▶ Tekst
Od momentu pojawienia się serwisów streamingowych z muzyką, co jakiś czas powraca temat kwot uzyskiwanych przez artystów od poszczególnych platform za odtworzenia ich utworów. Wbrew pozorom obraz jaki wyłania się z tej sytuacji nie jest zbyt optymistyczny z punktu widzenia muzyków, ale trudno stwierdzić czy coś się w tej kwestii zmieni.
W Wielkiej Brytanii temat ten dotarł niedawno do samego parlamentu, a przed jedną z tamtejszych komisji Izby Gmin zajmującą się gospodarką elektroniczną, kulturą, mediami i sportem zeznawali reprezentanci branży muzycznej, w tym muzycy i kompozytorzy (m.in. Fiona Bevan, Nile Rodgers i Soweto Kinch) raz menadżerowie muzyczni (Maria Forte, Kwame Kwaten). Przesłuchanie przed komisją parlamentarną związane było z prowadzonym przez nią dochodzeniem i dotyczyło ekonomiki streamingu, który stanowi obecnie ponad 3/4 dochodu branży muzycznej w Wielkiej Brytanii.
Fiona Bevan będąca autorką piosenek wykonywanych przez takich artystów jak Tom Walker, One Direction, Aurora, Steps czy Lewis Capaldi przyznała, że wielu twórców znajduje się w trudnej sytuacji z powodu sposobu, w jaki serwisy streamingowe płacą tantiemy.
Powiedziała też, że z tytułu współautorstwa jednego z utworów, które znalazły się na płycie Kylie Minogue „Disco” [„Unstoppable”] zarobiła… 100 funtów. Dodała też że najbardziej utytułowani autorzy na świecie nie mają z czego zapłacić czynszu, a wielu z nich dorabia jako kierowcy.
Nile Rodgers, przemawiając przed komisją powiedział, że przed pandemią COVID-19 nie przyglądał się przychodowi ze streamingu gdyż dochody z jego tras koncertowych były tak duże by zabezpieczyć jego oraz współpracujące z nim osoby. Gdy jednak przyjrzał się liczbom był całkowicie zszokowany.
Dodał też, że w obecnej chwili nie ma możliwości sprawdzenia ile w rzeczywistości wart jest stream gdyż blokują to umowy o poufności podpisane przez wytwórnie płytowe i serwisy streamingowe. Odpowiadając przed komisją stwierdził że musi tu być przejrzystość.

▶ Cel zadania
Dopisz dalszy ciąg tekstu o zarobkach muzyków ze streamingu, zaczynając od miejsca po jego ostatnim zdaniu.

▶ Dane wejściowe
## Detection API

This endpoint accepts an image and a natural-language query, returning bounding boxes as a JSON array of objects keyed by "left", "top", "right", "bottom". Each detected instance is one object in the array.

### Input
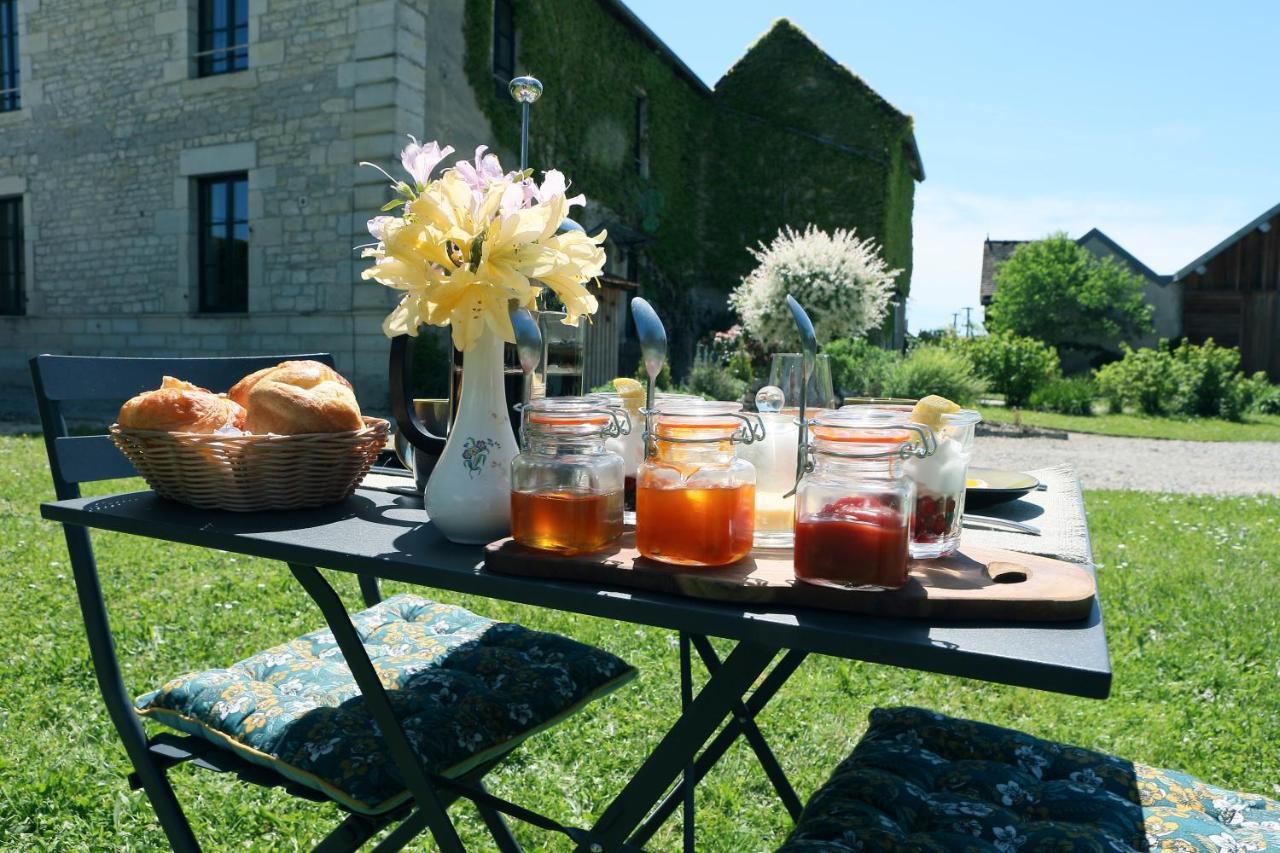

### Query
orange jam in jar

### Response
[
  {"left": 636, "top": 400, "right": 763, "bottom": 566},
  {"left": 511, "top": 397, "right": 628, "bottom": 555},
  {"left": 511, "top": 491, "right": 622, "bottom": 555},
  {"left": 636, "top": 485, "right": 755, "bottom": 566}
]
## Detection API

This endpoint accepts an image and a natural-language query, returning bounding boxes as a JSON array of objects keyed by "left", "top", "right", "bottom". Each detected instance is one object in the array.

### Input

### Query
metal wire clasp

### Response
[
  {"left": 804, "top": 419, "right": 938, "bottom": 461},
  {"left": 640, "top": 407, "right": 765, "bottom": 457}
]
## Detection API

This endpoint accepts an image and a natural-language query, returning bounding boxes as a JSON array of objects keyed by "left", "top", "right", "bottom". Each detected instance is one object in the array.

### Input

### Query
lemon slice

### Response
[
  {"left": 613, "top": 377, "right": 645, "bottom": 411},
  {"left": 911, "top": 394, "right": 960, "bottom": 430}
]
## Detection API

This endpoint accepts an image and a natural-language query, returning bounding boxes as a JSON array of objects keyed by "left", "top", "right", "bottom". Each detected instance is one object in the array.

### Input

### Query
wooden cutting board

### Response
[{"left": 485, "top": 532, "right": 1097, "bottom": 621}]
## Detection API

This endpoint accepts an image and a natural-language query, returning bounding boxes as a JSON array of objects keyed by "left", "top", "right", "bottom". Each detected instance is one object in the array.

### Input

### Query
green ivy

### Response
[{"left": 465, "top": 0, "right": 915, "bottom": 364}]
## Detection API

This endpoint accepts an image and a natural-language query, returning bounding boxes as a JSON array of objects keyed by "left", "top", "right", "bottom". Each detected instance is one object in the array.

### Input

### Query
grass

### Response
[
  {"left": 979, "top": 405, "right": 1280, "bottom": 442},
  {"left": 0, "top": 437, "right": 1280, "bottom": 850}
]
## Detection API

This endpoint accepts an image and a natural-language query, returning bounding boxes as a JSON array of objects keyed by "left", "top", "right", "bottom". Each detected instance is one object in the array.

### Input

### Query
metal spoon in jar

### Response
[
  {"left": 787, "top": 293, "right": 818, "bottom": 494},
  {"left": 631, "top": 296, "right": 667, "bottom": 453},
  {"left": 511, "top": 301, "right": 543, "bottom": 406}
]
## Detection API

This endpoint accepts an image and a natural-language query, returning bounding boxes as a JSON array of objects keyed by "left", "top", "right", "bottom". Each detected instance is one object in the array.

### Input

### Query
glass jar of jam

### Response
[
  {"left": 511, "top": 397, "right": 630, "bottom": 555},
  {"left": 586, "top": 391, "right": 701, "bottom": 520},
  {"left": 841, "top": 401, "right": 982, "bottom": 560},
  {"left": 794, "top": 411, "right": 933, "bottom": 589},
  {"left": 636, "top": 400, "right": 764, "bottom": 566}
]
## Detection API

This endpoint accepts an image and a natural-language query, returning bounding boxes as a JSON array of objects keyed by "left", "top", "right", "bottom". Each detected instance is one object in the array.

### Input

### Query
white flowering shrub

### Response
[{"left": 728, "top": 224, "right": 902, "bottom": 348}]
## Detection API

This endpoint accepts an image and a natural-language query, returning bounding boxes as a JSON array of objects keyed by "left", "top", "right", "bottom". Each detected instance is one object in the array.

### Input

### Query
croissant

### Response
[
  {"left": 244, "top": 377, "right": 365, "bottom": 435},
  {"left": 227, "top": 361, "right": 351, "bottom": 409},
  {"left": 118, "top": 377, "right": 244, "bottom": 433}
]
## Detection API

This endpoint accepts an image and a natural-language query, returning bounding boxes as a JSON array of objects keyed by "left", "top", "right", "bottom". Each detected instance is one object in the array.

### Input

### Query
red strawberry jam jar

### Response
[{"left": 794, "top": 411, "right": 934, "bottom": 589}]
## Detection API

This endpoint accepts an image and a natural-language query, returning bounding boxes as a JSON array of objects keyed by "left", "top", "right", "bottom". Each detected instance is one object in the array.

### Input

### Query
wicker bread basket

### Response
[{"left": 110, "top": 418, "right": 390, "bottom": 512}]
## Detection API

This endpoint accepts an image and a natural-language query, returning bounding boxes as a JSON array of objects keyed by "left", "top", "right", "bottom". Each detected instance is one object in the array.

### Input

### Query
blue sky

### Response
[{"left": 627, "top": 0, "right": 1280, "bottom": 330}]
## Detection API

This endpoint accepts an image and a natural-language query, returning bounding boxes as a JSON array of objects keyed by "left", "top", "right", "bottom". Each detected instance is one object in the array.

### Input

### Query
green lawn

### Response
[
  {"left": 0, "top": 437, "right": 1280, "bottom": 850},
  {"left": 978, "top": 406, "right": 1280, "bottom": 442}
]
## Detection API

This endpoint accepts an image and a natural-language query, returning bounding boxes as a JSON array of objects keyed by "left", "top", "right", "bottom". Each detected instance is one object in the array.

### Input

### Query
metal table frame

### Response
[{"left": 41, "top": 488, "right": 1111, "bottom": 853}]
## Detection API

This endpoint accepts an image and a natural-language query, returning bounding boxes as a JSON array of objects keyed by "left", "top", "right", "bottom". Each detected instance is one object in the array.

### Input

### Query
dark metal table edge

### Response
[{"left": 40, "top": 491, "right": 1112, "bottom": 699}]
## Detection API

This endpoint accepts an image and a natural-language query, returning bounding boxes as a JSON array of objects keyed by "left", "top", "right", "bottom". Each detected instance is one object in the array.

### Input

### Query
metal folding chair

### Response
[{"left": 31, "top": 353, "right": 614, "bottom": 850}]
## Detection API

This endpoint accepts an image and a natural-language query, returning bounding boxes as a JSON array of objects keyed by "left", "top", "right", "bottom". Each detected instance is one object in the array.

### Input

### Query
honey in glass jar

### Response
[
  {"left": 511, "top": 397, "right": 627, "bottom": 555},
  {"left": 636, "top": 401, "right": 763, "bottom": 566}
]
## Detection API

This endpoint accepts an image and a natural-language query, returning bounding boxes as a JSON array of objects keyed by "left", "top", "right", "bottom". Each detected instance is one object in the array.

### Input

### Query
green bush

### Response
[
  {"left": 1096, "top": 338, "right": 1271, "bottom": 420},
  {"left": 951, "top": 332, "right": 1060, "bottom": 406},
  {"left": 822, "top": 338, "right": 901, "bottom": 398},
  {"left": 1247, "top": 370, "right": 1280, "bottom": 415},
  {"left": 1171, "top": 338, "right": 1248, "bottom": 420},
  {"left": 685, "top": 361, "right": 746, "bottom": 401},
  {"left": 884, "top": 346, "right": 983, "bottom": 406},
  {"left": 726, "top": 347, "right": 755, "bottom": 384},
  {"left": 1029, "top": 377, "right": 1098, "bottom": 415},
  {"left": 1097, "top": 342, "right": 1179, "bottom": 415}
]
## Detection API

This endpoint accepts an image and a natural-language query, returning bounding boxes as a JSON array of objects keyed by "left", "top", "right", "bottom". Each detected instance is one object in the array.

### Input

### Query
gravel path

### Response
[{"left": 973, "top": 433, "right": 1280, "bottom": 494}]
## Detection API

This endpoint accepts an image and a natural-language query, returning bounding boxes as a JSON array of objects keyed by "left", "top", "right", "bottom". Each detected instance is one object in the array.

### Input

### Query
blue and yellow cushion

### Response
[
  {"left": 781, "top": 708, "right": 1280, "bottom": 853},
  {"left": 137, "top": 596, "right": 635, "bottom": 815}
]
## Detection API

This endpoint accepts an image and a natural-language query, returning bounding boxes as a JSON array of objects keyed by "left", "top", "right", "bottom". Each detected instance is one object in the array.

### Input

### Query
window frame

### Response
[
  {"left": 0, "top": 0, "right": 22, "bottom": 113},
  {"left": 192, "top": 0, "right": 250, "bottom": 77},
  {"left": 192, "top": 170, "right": 250, "bottom": 314},
  {"left": 489, "top": 0, "right": 516, "bottom": 90},
  {"left": 0, "top": 196, "right": 27, "bottom": 316}
]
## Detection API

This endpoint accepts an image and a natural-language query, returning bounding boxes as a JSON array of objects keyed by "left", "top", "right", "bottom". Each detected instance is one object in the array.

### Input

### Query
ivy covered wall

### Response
[{"left": 465, "top": 0, "right": 923, "bottom": 361}]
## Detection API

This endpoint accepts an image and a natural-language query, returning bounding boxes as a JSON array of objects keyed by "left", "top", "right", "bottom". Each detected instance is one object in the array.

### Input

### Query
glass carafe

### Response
[
  {"left": 636, "top": 401, "right": 764, "bottom": 566},
  {"left": 511, "top": 397, "right": 630, "bottom": 555}
]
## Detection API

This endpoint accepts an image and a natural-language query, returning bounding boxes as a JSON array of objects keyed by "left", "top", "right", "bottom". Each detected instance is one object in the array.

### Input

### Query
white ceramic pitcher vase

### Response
[{"left": 422, "top": 322, "right": 520, "bottom": 544}]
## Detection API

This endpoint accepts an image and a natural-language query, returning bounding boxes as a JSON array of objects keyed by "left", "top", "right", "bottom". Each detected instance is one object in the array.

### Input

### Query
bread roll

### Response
[
  {"left": 244, "top": 377, "right": 365, "bottom": 435},
  {"left": 227, "top": 361, "right": 351, "bottom": 409},
  {"left": 118, "top": 377, "right": 244, "bottom": 433}
]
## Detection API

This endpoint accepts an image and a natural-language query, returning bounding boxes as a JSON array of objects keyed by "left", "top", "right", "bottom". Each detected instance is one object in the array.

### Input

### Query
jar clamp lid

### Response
[{"left": 520, "top": 397, "right": 631, "bottom": 443}]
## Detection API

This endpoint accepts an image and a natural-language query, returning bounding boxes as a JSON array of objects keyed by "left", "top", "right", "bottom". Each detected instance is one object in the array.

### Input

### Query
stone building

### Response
[
  {"left": 978, "top": 228, "right": 1183, "bottom": 352},
  {"left": 0, "top": 0, "right": 923, "bottom": 416}
]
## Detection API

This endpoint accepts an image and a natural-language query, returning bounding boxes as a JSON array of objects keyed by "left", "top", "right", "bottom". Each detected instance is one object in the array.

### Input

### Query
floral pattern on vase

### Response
[{"left": 422, "top": 322, "right": 518, "bottom": 544}]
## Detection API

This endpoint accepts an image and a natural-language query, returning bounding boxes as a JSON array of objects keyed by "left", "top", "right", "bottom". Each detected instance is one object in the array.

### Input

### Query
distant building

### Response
[
  {"left": 978, "top": 228, "right": 1183, "bottom": 347},
  {"left": 1174, "top": 205, "right": 1280, "bottom": 382},
  {"left": 0, "top": 0, "right": 924, "bottom": 414}
]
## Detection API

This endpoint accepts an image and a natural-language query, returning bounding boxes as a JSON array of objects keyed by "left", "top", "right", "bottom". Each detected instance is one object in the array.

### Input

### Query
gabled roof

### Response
[
  {"left": 714, "top": 18, "right": 924, "bottom": 181},
  {"left": 978, "top": 237, "right": 1030, "bottom": 305},
  {"left": 978, "top": 229, "right": 1172, "bottom": 305},
  {"left": 1172, "top": 199, "right": 1280, "bottom": 282},
  {"left": 1075, "top": 228, "right": 1169, "bottom": 284},
  {"left": 599, "top": 0, "right": 712, "bottom": 95}
]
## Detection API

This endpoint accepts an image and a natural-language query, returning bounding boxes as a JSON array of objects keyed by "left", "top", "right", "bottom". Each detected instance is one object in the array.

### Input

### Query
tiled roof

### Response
[{"left": 978, "top": 240, "right": 1029, "bottom": 305}]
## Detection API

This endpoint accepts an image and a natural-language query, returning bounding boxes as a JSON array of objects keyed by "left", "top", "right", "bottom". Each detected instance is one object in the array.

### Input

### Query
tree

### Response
[
  {"left": 987, "top": 233, "right": 1152, "bottom": 353},
  {"left": 728, "top": 224, "right": 902, "bottom": 348}
]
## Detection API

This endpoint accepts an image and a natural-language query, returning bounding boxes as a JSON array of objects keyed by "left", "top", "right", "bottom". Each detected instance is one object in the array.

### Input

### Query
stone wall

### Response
[{"left": 0, "top": 0, "right": 425, "bottom": 416}]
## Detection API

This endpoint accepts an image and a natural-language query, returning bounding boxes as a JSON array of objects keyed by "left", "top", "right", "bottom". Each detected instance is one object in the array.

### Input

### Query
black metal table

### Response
[{"left": 41, "top": 488, "right": 1111, "bottom": 853}]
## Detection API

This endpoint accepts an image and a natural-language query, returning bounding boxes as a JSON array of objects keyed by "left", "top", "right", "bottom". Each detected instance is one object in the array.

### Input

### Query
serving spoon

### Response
[
  {"left": 511, "top": 301, "right": 543, "bottom": 406},
  {"left": 631, "top": 296, "right": 667, "bottom": 452},
  {"left": 787, "top": 293, "right": 818, "bottom": 494}
]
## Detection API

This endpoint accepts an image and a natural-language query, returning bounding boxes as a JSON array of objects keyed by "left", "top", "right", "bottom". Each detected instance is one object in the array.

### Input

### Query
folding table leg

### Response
[
  {"left": 680, "top": 631, "right": 698, "bottom": 853},
  {"left": 357, "top": 575, "right": 383, "bottom": 607},
  {"left": 579, "top": 643, "right": 778, "bottom": 853},
  {"left": 289, "top": 562, "right": 468, "bottom": 853},
  {"left": 63, "top": 525, "right": 200, "bottom": 853},
  {"left": 692, "top": 634, "right": 806, "bottom": 820},
  {"left": 630, "top": 635, "right": 806, "bottom": 847}
]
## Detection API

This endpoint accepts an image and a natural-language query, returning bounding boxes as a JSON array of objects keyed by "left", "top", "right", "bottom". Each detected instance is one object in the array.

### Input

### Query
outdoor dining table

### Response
[{"left": 41, "top": 473, "right": 1111, "bottom": 853}]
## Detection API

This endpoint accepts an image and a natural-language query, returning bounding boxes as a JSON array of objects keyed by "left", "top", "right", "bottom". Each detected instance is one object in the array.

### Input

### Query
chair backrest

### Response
[{"left": 31, "top": 352, "right": 333, "bottom": 501}]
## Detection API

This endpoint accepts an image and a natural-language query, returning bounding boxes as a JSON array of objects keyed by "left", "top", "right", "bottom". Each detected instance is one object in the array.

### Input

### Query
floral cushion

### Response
[
  {"left": 781, "top": 708, "right": 1280, "bottom": 853},
  {"left": 137, "top": 596, "right": 635, "bottom": 813}
]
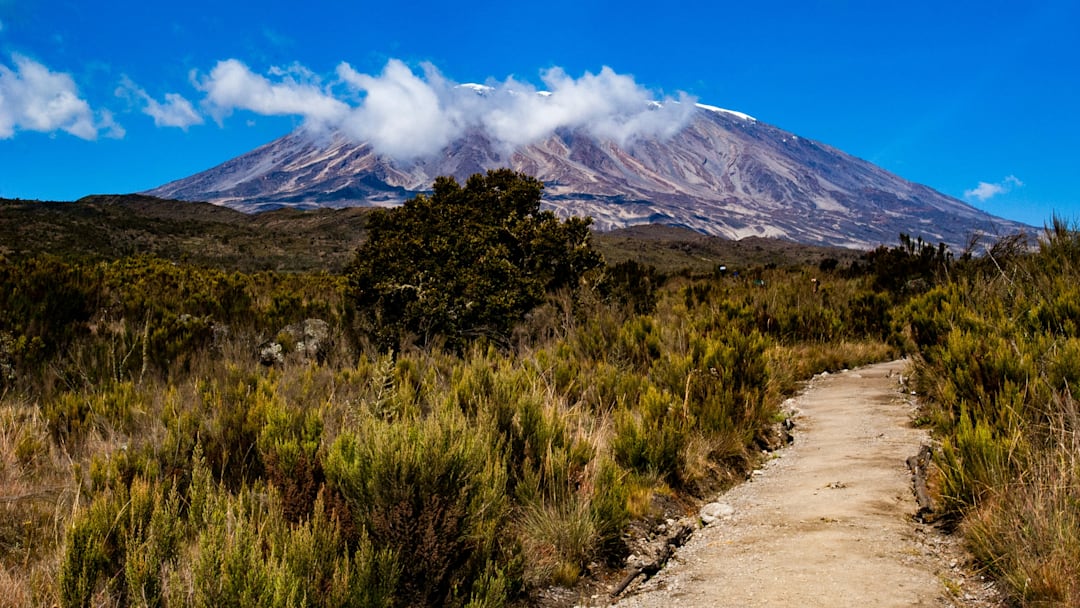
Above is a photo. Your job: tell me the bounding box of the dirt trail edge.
[617,361,999,608]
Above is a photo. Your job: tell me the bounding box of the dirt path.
[618,362,998,608]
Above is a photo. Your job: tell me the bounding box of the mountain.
[146,104,1027,249]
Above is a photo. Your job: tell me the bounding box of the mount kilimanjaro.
[146,104,1028,251]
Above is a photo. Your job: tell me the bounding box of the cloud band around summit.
[192,59,694,160]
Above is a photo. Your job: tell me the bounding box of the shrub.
[326,408,508,606]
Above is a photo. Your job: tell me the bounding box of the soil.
[576,361,1004,608]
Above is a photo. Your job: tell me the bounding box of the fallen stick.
[611,518,693,597]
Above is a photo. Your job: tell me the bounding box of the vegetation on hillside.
[905,219,1080,606]
[0,173,1067,607]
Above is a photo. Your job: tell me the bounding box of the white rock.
[700,502,735,526]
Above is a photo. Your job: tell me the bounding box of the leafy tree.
[348,170,602,349]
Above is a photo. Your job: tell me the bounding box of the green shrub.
[326,408,508,605]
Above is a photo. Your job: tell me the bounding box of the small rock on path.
[617,361,997,608]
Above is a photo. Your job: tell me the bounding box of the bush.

▶ Odpowiedź
System, w którym wytwórnie zatrzymują do 82% tantiem, które otrzymują od takich serwisów jak Spotify, Apple Music czy Amazon Music, nazwał „po prostu śmiesznym”. Zarzucił też czołowym wytwórniom płytowym celowe wstrzymywanie pieniędzy artystom.
Nile Rodgers stwierdził też, że przemysł muzyczny musi zmienić metodę, w oparciu o którą obliczane są płatności za odtworzenia w streamingu. Co więcej, musi zmienić się sama definicja streamu. Wychodząc z założenia, że wytwórnie, serwisy streamingowe, autorzy i muzycy mogliby wynegocjować bardziej uczciwe stanowisko zaapelował do parlamentarzystów aby to Wielka Brytania stała się „liderem” regulacji rynku mediów strumieniowych.
Saksofonista jazzowy Soweto Kinch przyznał z kolei, że termin przesłuchania przed komisją jest tym ważniejszy w obecnej sytuacji, gdy COVID-19 „zdemolował” wręcz branżę koncertową. Stwierdził też, że z powodu skupienia się przede wszystkim na muzyce ze szczytów list przebojów streaming postawił w trudnym położeniu artystów wykonujących niszowe gatunki czy muzykę eksperymentalną. Dodał przy tym, że w dzisiejszej sytuacji nie mielibyśmy nigdy Kate Bush czy Davida Bowie.
Brytyjska komisja parlamentarna będzie kontynuowała swoje prace w tym temacie także w przyszłym roku, kiedy to stawić się mają przed nią eksperci branżowi, kolejni artyści, jak również przedstawiciele wytwórni płytowych oraz samych serwisów streamingowych.